(Records contained in a dataset)

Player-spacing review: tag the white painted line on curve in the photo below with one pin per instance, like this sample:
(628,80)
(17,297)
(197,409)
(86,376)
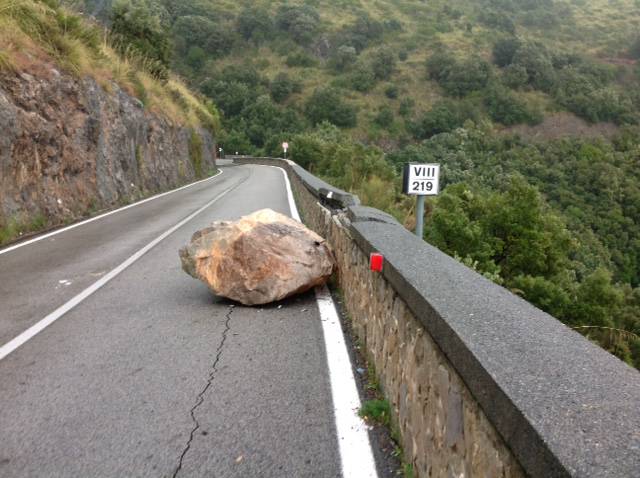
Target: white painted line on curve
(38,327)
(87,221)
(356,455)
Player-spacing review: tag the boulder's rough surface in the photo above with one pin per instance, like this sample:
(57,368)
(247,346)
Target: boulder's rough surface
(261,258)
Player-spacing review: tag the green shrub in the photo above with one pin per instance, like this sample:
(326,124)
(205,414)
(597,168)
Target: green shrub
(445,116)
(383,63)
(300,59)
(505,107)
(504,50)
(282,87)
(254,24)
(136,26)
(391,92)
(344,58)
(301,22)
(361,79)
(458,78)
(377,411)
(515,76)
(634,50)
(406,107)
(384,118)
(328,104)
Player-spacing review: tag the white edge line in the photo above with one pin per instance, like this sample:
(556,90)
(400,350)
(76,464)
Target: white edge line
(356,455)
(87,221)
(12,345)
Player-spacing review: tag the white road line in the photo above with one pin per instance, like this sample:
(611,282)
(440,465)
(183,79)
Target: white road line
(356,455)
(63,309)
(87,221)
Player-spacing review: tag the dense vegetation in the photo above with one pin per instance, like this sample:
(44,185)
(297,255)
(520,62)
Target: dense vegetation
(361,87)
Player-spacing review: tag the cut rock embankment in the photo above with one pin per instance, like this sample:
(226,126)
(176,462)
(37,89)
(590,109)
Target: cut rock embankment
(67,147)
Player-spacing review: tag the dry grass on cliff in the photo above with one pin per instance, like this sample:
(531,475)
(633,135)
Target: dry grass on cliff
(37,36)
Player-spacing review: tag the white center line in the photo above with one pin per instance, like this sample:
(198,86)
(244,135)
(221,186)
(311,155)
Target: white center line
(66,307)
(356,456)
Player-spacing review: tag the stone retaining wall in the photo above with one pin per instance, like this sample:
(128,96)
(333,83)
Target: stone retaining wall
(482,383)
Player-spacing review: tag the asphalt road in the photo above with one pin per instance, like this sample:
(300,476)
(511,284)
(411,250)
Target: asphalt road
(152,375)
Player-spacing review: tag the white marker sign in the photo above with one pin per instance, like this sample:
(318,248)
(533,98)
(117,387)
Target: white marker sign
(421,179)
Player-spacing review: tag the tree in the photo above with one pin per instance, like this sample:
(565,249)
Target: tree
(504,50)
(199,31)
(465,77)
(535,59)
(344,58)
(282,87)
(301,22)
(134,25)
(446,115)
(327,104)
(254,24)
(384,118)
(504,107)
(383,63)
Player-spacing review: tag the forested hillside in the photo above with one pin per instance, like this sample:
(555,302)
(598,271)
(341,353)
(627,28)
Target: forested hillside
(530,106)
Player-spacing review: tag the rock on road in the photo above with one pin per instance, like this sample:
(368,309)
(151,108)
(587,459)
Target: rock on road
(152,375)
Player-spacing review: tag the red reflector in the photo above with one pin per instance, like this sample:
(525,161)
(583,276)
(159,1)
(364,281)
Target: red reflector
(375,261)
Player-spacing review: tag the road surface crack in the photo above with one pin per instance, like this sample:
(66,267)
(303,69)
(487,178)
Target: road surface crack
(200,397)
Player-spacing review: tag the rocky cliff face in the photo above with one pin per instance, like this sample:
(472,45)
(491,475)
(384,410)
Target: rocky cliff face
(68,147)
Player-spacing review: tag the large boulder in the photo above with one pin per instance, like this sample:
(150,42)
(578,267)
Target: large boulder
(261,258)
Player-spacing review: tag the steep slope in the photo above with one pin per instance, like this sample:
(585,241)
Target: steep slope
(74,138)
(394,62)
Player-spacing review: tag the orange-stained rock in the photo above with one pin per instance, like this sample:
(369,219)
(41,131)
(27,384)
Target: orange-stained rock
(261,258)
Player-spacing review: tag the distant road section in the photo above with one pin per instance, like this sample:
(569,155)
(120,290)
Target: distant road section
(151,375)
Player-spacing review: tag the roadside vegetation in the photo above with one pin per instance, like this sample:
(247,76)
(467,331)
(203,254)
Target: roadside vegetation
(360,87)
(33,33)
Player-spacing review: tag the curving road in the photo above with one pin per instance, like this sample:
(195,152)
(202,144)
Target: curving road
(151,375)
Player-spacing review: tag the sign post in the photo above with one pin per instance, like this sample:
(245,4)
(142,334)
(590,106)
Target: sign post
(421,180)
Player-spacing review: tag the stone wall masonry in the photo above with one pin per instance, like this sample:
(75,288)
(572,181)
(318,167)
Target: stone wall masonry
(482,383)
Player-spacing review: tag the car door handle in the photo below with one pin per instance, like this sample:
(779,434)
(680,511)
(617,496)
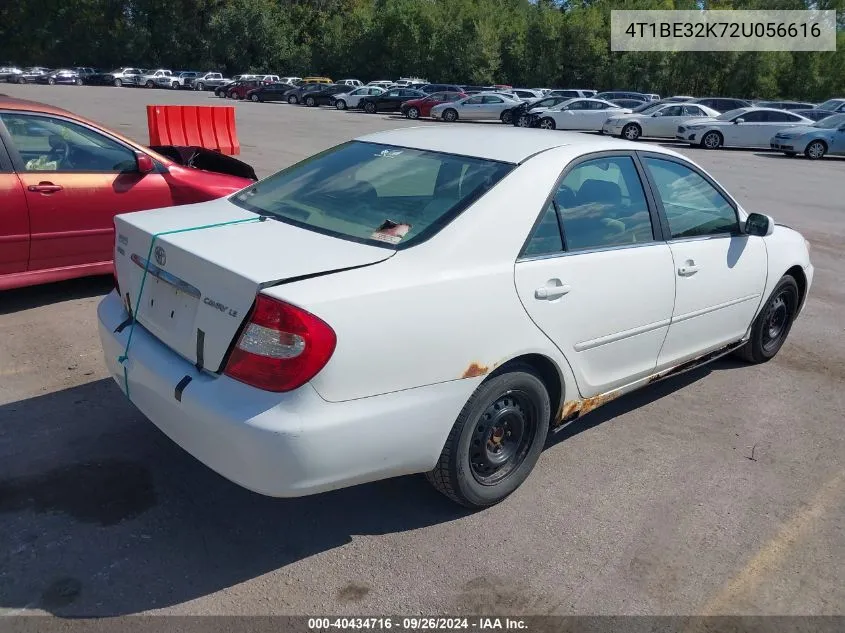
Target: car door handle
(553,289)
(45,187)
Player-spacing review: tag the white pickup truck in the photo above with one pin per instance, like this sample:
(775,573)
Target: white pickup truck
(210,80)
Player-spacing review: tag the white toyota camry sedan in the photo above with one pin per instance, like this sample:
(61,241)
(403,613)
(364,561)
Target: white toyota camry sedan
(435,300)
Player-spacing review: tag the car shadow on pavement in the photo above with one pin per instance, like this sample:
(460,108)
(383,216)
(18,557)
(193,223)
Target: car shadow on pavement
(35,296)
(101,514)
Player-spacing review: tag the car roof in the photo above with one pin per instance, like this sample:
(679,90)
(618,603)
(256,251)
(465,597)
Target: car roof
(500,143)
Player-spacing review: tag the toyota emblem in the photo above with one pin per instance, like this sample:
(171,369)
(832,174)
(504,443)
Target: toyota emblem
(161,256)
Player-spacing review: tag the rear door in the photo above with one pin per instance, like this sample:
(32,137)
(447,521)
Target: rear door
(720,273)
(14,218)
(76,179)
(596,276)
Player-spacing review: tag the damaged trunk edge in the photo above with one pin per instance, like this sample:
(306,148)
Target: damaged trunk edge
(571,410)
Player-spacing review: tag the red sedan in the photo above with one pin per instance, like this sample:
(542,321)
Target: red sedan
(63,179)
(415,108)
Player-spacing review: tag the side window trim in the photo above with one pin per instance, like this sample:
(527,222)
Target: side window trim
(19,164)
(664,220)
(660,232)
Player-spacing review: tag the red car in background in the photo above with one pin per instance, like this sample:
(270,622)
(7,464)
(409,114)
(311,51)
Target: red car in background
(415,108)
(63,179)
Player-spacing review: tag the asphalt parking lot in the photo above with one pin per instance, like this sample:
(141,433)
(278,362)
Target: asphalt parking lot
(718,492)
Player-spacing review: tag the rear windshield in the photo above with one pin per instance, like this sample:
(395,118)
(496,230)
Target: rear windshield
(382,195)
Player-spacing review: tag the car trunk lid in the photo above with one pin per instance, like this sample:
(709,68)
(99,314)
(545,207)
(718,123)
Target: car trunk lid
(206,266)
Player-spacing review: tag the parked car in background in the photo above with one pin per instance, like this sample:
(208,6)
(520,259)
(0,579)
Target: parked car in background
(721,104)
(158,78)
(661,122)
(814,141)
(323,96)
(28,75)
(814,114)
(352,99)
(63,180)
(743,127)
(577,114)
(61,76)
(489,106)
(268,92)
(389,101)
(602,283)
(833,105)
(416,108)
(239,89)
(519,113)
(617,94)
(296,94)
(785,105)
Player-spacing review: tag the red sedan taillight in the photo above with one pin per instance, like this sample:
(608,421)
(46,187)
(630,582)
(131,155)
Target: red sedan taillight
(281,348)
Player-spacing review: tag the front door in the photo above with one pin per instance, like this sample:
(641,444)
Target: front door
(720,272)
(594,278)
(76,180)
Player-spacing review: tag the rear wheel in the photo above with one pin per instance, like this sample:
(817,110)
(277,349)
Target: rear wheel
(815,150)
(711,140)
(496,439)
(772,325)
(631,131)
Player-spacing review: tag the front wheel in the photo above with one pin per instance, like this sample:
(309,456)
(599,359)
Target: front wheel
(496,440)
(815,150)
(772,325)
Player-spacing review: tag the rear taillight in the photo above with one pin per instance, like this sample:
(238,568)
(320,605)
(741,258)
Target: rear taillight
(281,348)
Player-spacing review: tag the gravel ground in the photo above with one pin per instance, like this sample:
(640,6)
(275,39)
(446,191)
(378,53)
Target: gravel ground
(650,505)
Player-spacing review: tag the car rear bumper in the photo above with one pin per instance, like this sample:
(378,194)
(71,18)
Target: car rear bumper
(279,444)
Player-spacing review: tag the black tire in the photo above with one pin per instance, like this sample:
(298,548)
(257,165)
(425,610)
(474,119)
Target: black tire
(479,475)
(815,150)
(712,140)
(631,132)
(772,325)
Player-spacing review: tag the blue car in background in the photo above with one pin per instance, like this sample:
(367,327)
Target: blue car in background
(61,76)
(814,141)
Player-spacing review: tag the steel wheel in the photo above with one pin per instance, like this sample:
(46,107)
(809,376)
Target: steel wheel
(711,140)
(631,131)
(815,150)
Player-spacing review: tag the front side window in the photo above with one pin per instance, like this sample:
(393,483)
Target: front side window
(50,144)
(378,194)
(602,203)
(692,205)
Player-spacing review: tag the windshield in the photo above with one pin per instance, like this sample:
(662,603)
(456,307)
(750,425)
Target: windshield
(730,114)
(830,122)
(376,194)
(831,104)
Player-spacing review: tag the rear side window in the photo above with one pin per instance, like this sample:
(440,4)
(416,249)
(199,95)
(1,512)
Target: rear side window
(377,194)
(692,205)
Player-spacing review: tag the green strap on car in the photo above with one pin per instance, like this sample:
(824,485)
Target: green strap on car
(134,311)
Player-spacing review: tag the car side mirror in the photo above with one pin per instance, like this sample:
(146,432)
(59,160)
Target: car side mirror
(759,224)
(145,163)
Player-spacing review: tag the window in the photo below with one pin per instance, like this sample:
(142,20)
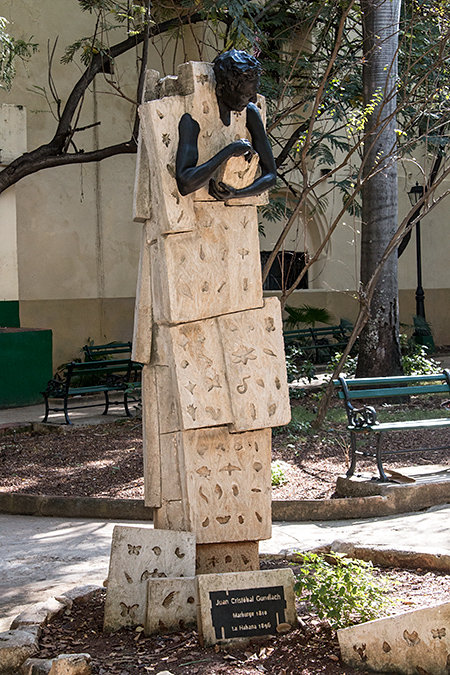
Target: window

* **DIRECTIONS FOR THIS TASK**
Return the lines above that include the string "below".

* **REPLY TO THE EXERCISE**
Player-spacing review: tag the white painted line on curve in the photo below with one pin per instance, like this sample:
Player-spacing review: tag the car door handle in the photo below with one pin per instance, like this sample:
Player-spacing review: tag the window in the photo below with one pin per instance, like this sample:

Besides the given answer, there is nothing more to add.